#### PROBLEM TO SOLVE:
Nothing but the text of the records belongs in your answer: repeat all of it exactly and leave out the images.

#### MATERIALS PROVIDED:

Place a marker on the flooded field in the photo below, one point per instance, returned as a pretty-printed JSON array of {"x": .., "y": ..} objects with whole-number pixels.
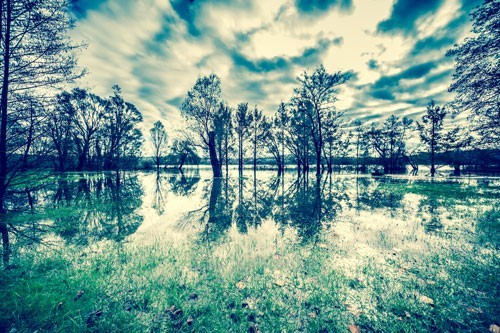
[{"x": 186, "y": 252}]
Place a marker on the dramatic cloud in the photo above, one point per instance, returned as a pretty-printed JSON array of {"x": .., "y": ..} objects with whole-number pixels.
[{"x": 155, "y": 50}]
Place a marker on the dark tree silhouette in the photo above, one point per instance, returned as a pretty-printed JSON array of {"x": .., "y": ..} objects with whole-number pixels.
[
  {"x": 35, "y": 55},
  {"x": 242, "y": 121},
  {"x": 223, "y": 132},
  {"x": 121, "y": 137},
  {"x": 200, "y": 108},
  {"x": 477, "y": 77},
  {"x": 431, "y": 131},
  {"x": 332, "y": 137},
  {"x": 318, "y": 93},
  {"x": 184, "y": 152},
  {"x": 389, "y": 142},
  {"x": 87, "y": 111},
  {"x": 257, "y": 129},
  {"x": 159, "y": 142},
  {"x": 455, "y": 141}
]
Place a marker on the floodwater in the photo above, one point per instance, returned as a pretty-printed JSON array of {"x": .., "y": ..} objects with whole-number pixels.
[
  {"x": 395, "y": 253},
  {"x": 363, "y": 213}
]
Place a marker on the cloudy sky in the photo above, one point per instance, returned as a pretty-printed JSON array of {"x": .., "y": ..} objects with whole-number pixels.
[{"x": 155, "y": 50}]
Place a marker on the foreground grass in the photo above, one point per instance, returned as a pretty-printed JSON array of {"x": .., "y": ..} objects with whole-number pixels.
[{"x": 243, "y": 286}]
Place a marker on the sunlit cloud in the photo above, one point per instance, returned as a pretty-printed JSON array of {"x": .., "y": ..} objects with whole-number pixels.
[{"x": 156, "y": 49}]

#### RESPONSE:
Place a marker on the flooded field in the photo below, one point per instance, returned as a pretty-printed JSON array of {"x": .., "y": ..} objects with whole-number pixels.
[{"x": 186, "y": 252}]
Place a marker on the dramatic cloud in the photo above, one point per instance, returned as a pretty-printed JSON array of {"x": .., "y": ..} objects with whole-number pixels.
[{"x": 155, "y": 50}]
Place a marker on the dark tree silhouette in the photo above, one point per instance, returned as a pretty-printed JSON array of {"x": .., "y": ..} objects with whole-number pixels.
[
  {"x": 35, "y": 55},
  {"x": 242, "y": 121},
  {"x": 223, "y": 132},
  {"x": 121, "y": 137},
  {"x": 200, "y": 108},
  {"x": 477, "y": 77},
  {"x": 431, "y": 131},
  {"x": 332, "y": 137},
  {"x": 318, "y": 93},
  {"x": 184, "y": 152},
  {"x": 389, "y": 142},
  {"x": 87, "y": 111},
  {"x": 257, "y": 129},
  {"x": 159, "y": 142},
  {"x": 455, "y": 141}
]
Place a marker on the floodwater in the photo above, one point per instance, returned as a pretty-printed JSON array of {"x": .., "y": ..} objects with whole-number pixels.
[
  {"x": 395, "y": 253},
  {"x": 363, "y": 213}
]
Place a marker on the cloudy sky in the photo above, one point per instance, returned as a pretty-printed JSON array of {"x": .., "y": ..} objects with whole-number pixels.
[{"x": 155, "y": 50}]
Place a marker on the foreground grass in the photo above, one point per instance, returned as a pretty-printed JSON array of {"x": .., "y": ..} objects with whole-number pixels.
[{"x": 243, "y": 286}]
Place a marker on the sunlit cloud in the photo above, one point per instance, returned as a pretty-printed JSON array of {"x": .., "y": ..} objects with whole-number pixels.
[{"x": 156, "y": 49}]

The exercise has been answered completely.